EXTRAIT FOURNI:

━━━━━━

La croissance axonale des MN vers la cible appropriée dépend de l’expression de molécules leur permettant de répondre spécifiquement à des signaux de guidage extrinsèques. Des MN déplacés le long de l’axe antéropostérieur par rotation d’une partie du tube neural, sont capables de modifier leur trajectoire pour envoyer leurs axones vers leurs cibles, quitte à pénétrer dans le membre en position anormale (Figure 2D-F) [13]. De façon similaire la rotation des bourgeons des membres montre que les cônes de croissance des MN répondent à des signaux de guidage. Quand les MN sont déplacés sur des distances relativement grandes, leurs axones vont le plus souvent se diriger vers leurs cibles appropriées. Il existe donc des signaux produits par les membres auxquels les MN peuvent répondre différemment. Ces signaux sont soit attractifs soit répulsifs.

━━━━━━

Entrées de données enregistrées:
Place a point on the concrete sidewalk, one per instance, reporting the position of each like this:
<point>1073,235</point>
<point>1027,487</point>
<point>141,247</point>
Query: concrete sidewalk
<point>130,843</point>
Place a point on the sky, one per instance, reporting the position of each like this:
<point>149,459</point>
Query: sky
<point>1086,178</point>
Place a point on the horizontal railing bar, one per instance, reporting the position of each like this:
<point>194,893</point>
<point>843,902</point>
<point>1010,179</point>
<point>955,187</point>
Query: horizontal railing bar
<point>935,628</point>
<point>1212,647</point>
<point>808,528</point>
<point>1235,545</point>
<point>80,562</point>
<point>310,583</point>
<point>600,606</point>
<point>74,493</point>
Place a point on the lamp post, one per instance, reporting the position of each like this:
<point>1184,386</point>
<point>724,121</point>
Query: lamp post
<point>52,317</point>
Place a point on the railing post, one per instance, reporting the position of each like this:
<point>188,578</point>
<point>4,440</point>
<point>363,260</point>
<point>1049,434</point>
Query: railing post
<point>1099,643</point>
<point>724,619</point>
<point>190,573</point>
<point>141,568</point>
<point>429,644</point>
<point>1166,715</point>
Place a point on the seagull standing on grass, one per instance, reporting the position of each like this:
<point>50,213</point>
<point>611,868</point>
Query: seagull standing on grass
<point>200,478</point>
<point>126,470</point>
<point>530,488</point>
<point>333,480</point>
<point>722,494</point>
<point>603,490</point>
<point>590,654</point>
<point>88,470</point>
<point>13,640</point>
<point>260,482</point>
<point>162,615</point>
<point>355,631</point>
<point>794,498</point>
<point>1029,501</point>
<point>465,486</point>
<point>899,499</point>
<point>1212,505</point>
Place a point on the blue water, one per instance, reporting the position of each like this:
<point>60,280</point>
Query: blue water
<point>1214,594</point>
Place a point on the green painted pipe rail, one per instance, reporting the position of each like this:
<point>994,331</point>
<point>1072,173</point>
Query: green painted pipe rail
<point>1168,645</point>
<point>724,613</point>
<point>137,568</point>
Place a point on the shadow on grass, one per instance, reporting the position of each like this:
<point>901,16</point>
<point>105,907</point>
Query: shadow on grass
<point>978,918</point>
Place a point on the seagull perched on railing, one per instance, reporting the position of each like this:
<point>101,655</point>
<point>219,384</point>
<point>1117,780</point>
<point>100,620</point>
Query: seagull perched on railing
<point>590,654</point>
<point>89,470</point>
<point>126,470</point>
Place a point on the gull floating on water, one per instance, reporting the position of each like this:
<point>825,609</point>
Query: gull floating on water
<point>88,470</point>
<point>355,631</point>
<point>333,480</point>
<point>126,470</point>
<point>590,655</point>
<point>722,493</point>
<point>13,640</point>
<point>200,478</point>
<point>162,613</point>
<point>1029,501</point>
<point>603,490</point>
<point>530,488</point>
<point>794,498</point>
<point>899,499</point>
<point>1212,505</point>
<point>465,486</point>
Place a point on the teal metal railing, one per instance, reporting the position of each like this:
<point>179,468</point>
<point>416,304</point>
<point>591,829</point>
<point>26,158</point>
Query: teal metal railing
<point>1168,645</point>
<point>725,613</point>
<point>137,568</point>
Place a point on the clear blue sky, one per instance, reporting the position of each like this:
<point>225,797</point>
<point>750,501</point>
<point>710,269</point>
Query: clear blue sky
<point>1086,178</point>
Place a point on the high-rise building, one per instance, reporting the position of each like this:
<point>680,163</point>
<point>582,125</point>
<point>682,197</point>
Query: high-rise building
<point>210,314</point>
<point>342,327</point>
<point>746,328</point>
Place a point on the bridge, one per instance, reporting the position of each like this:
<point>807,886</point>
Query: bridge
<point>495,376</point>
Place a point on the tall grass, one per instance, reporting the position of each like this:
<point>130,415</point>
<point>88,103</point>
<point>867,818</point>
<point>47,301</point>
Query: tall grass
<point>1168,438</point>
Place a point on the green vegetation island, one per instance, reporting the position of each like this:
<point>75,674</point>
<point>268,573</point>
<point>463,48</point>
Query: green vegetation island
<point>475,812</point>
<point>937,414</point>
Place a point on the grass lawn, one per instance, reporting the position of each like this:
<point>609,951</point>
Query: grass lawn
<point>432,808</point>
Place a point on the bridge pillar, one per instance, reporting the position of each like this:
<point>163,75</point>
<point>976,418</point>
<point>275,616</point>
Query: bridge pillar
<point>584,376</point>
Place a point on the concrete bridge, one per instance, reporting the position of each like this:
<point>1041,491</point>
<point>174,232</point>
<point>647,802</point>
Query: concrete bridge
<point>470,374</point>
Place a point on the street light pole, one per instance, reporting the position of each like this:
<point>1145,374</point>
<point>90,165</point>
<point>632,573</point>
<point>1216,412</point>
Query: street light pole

━━━━━━

OBJECTIF DU TRAVAIL:
Reproduisez tel quel le passage de l'extrait sur la croissance des axones qui commence à « La croissance axonale » et se termine à « attractifs soit répulsifs. ». Ces données sont un matériel à part, indépendant de l'extrait.

SOLUTION ATTENDUE:
La croissance axonale des MN vers la cible appropriée dépend de l’expression de molécules leur permettant de répondre spécifiquement à des signaux de guidage extrinsèques. Des MN déplacés le long de l’axe antéropostérieur par rotation d’une partie du tube neural, sont capables de modifier leur trajectoire pour envoyer leurs axones vers leurs cibles, quitte à pénétrer dans le membre en position anormale (Figure 2D-F) [13]. De façon similaire la rotation des bourgeons des membres montre que les cônes de croissance des MN répondent à des signaux de guidage. Quand les MN sont déplacés sur des distances relativement grandes, leurs axones vont le plus souvent se diriger vers leurs cibles appropriées. Il existe donc des signaux produits par les membres auxquels les MN peuvent répondre différemment. Ces signaux sont soit attractifs soit répulsifs.